**What you are asked to do:** Repeat the material exactly, every line of it.

**Source material:**
——

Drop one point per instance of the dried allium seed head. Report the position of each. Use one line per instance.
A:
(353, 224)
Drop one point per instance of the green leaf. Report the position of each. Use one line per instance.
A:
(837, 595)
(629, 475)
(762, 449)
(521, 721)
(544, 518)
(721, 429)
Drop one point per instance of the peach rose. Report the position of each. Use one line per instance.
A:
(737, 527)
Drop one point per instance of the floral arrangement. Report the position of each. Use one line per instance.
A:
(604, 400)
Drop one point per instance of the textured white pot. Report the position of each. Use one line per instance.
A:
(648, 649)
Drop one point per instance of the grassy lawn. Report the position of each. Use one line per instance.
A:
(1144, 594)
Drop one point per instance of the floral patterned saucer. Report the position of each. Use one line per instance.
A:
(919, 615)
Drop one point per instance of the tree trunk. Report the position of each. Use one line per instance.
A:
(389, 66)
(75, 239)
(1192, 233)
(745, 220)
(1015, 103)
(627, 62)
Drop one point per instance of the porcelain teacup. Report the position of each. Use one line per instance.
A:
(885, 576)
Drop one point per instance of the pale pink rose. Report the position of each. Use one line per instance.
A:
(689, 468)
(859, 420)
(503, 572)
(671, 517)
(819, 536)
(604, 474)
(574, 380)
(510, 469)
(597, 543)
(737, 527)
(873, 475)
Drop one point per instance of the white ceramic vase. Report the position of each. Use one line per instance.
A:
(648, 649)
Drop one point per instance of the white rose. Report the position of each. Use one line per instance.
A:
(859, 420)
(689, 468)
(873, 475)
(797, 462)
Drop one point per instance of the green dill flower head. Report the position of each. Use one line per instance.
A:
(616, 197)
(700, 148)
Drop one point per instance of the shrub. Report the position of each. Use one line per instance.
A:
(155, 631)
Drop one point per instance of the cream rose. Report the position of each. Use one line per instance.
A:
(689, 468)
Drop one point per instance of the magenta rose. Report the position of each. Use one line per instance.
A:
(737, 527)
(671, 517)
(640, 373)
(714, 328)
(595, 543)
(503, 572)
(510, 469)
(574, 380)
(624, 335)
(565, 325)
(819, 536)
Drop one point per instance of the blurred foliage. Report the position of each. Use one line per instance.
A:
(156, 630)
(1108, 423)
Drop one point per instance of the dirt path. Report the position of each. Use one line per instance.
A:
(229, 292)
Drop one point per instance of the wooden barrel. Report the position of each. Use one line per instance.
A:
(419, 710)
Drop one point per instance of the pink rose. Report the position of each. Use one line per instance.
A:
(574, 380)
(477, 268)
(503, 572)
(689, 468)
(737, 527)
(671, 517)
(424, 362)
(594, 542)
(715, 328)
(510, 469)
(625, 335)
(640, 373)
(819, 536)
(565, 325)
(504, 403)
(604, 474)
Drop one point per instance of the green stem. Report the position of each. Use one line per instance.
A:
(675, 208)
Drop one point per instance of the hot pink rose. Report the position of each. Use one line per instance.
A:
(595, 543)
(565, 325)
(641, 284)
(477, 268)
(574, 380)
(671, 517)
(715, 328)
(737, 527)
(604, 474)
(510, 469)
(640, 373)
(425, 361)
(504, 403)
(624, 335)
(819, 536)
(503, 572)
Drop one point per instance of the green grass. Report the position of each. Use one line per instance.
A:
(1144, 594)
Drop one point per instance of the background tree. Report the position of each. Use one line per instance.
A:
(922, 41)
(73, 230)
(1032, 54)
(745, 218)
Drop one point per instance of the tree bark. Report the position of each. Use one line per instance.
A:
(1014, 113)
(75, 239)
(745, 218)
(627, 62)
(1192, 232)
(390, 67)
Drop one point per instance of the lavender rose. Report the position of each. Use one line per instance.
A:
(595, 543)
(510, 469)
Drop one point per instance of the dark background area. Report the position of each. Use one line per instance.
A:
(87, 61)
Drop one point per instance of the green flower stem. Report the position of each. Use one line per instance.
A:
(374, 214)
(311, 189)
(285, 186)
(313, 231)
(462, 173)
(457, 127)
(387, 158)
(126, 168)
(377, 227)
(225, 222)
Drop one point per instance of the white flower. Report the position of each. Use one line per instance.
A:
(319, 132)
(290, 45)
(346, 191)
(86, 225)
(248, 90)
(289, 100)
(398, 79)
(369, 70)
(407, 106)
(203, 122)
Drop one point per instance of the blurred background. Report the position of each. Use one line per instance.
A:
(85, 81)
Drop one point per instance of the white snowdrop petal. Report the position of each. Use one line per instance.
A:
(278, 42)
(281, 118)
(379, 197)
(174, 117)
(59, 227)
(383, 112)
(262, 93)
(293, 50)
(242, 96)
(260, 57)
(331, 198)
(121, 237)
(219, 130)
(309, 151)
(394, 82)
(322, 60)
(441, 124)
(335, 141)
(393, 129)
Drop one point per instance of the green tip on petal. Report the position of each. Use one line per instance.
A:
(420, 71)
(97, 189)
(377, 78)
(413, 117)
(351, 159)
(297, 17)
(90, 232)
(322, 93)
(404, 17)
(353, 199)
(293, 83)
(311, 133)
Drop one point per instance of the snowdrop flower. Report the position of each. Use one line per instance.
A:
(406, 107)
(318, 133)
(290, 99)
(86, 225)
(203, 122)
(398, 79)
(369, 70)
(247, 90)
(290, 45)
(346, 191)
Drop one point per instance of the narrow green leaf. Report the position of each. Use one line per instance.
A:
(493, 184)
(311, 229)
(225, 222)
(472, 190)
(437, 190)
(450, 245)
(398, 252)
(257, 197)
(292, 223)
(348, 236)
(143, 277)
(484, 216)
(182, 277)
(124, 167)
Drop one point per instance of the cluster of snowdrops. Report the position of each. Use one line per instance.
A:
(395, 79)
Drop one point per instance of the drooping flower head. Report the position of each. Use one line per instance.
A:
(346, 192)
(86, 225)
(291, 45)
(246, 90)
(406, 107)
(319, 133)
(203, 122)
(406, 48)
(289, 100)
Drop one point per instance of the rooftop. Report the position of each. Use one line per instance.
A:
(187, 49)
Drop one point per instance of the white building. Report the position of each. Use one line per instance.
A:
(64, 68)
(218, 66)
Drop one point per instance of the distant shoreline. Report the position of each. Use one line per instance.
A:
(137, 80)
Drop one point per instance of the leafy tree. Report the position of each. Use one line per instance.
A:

——

**Task output:**
Drop one point per instance of the dried allium seed head. Report the position of each. Use one line per instance.
A:
(353, 224)
Drop one point per instance of the green leaf. Report the position of each. Use one line per instance.
A:
(837, 595)
(629, 475)
(762, 449)
(521, 721)
(544, 518)
(721, 429)
Drop one point per instance of the peach rose. Report the position of each. Use one line per instance.
A:
(737, 527)
Drop one point per instance of the floral arrangement. Report the position of each. Use one line per instance.
A:
(604, 400)
Drop one point per instance of the textured white pot. Report the position of each. Use one line per instance.
A:
(648, 649)
Drop one point per instance of the grassy lawn. Report the position of each. Use one line per instance.
A:
(1144, 594)
Drop one point per instance of the floral patterned saucer. Report the position of each. Use one line per instance.
A:
(919, 615)
Drop one point per instance of the tree trunk. Report the position of each. Use one line per instance.
A:
(389, 66)
(75, 239)
(1192, 233)
(745, 220)
(1015, 103)
(627, 62)
Drop one point per instance of the porcelain teacup. Report the position of each. Use one line per instance.
A:
(885, 576)
Drop one point per instance of the pale pink rose. Report the position of each. Use one line per instance.
A:
(689, 468)
(859, 420)
(503, 572)
(671, 517)
(819, 536)
(604, 474)
(574, 380)
(510, 469)
(597, 543)
(737, 527)
(873, 475)
Drop one point per instance of the white ceramic vase. Report the position of each. Use one line per instance.
A:
(648, 649)
Drop one point per instance of the white rose. Report the position of each. Use one line per instance.
A:
(859, 420)
(689, 468)
(873, 475)
(797, 462)
Drop one point per instance of the green dill flower head. Report the position of each. Use one line per instance.
A:
(616, 197)
(700, 148)
Drop one point per instance of the shrub. Report the position of each. Use one line per instance.
A:
(155, 631)
Drop one point per instance of the cream rose. Report the position of each. Use one line per instance.
A:
(689, 468)
Drop one point per instance of the magenta rose. Report the position of each. Use one line per instance.
A:
(737, 527)
(671, 517)
(640, 373)
(714, 328)
(595, 543)
(503, 572)
(510, 469)
(574, 380)
(624, 335)
(565, 325)
(819, 536)
Drop one point per instance of the blurred foliage. Report the position of each. Use one line per instance.
A:
(156, 630)
(1108, 423)
Drop one point per instance of the dirt path. Report the position of each. Use one line per instance.
A:
(229, 292)
Drop one point per instance of the wooden barrel. Report the position of each. Use one line per instance.
A:
(419, 710)
Drop one point per instance of the pink rose. Report the position of each. Use one line per instance.
A:
(574, 380)
(477, 268)
(503, 572)
(689, 468)
(737, 527)
(671, 517)
(424, 362)
(594, 542)
(715, 328)
(510, 469)
(625, 335)
(640, 373)
(819, 536)
(565, 325)
(504, 403)
(604, 474)
Drop one point per instance of the green stem. Report the position of each. Use one line per instance.
A:
(675, 208)
Drop one point per instance of the hot pink rose. Report the position of each. Use one line per instance.
A:
(595, 543)
(565, 325)
(641, 284)
(477, 268)
(574, 380)
(671, 517)
(715, 328)
(737, 527)
(604, 474)
(510, 469)
(640, 373)
(425, 361)
(504, 403)
(624, 335)
(819, 536)
(503, 572)
Drop one point per instance of the green grass. Report the position of each. Use one line per instance.
A:
(1144, 594)
Drop one point per instance of the background tree. Report the position of each. Use one line per instance.
A:
(922, 41)
(73, 230)
(1032, 54)
(745, 218)
Drop one point per instance of the tree bark. Report the position of each. Use one line per instance.
A:
(1014, 113)
(75, 239)
(745, 218)
(627, 62)
(1192, 232)
(390, 67)
Drop one point per instance of the lavender rose. Report the position of each. Use one line per instance.
A:
(595, 543)
(510, 469)
Drop one point per instance of the dark background area. Report the position of each. Use one line per instance.
A:
(87, 61)
Drop one point per instance of the green flower stem. Report the position of each. Use one line per instance.
A:
(374, 214)
(311, 189)
(285, 186)
(313, 231)
(462, 173)
(457, 127)
(387, 158)
(126, 168)
(377, 227)
(225, 222)
Drop one point per instance of the white flower. Report the position of each. Use one line per instance.
A:
(319, 132)
(290, 45)
(346, 191)
(86, 225)
(248, 90)
(289, 100)
(398, 79)
(369, 70)
(407, 106)
(203, 122)
Drop one point per instance of the blurred background. Report the position of each. Use one line per instance.
A:
(85, 81)
Drop one point per instance of the white snowdrop petal. Report the position of each. Use one line per instance.
A:
(278, 42)
(281, 118)
(379, 197)
(174, 117)
(59, 227)
(383, 112)
(262, 93)
(293, 50)
(242, 96)
(260, 57)
(331, 198)
(121, 237)
(219, 130)
(309, 151)
(394, 82)
(322, 60)
(441, 124)
(335, 141)
(393, 129)
Drop one point per instance of the green tip on petal. Report the position of each. Use one line per instance.
A:
(420, 71)
(97, 189)
(377, 78)
(413, 117)
(351, 159)
(297, 17)
(90, 232)
(322, 93)
(404, 17)
(353, 199)
(293, 83)
(311, 133)
Drop one point per instance of the snowdrop flower. Report the position of each. Use one line per instance.
A:
(406, 107)
(318, 133)
(290, 99)
(86, 225)
(203, 122)
(398, 79)
(369, 70)
(247, 90)
(290, 45)
(346, 191)
Drop one point per instance of the narrow green leaf. Report the position of each. Use one line per instance.
A:
(493, 184)
(311, 229)
(225, 222)
(472, 190)
(437, 190)
(450, 245)
(398, 252)
(257, 197)
(292, 223)
(348, 236)
(143, 277)
(484, 216)
(182, 277)
(124, 167)
Drop one point per instance of the cluster of snowdrops. Report the position of each. Use one line per instance.
A:
(395, 79)
Drop one point per instance of the drooping flower head. Report the position of each. Use one line per instance.
A:
(346, 192)
(86, 225)
(291, 45)
(246, 90)
(406, 107)
(319, 133)
(203, 122)
(406, 48)
(289, 100)
Drop one point per instance of the rooftop. Report the position of each. Use one line per instance.
A:
(187, 49)
Drop one point per instance of the white building. Report the position of each. Use one line per instance.
A:
(64, 68)
(218, 66)
Drop one point per instance of the distant shoreline. Report the position of each. Use one line per instance.
A:
(137, 80)
Drop one point per instance of the leafy tree. Report the position of each. Use one line per instance.
A:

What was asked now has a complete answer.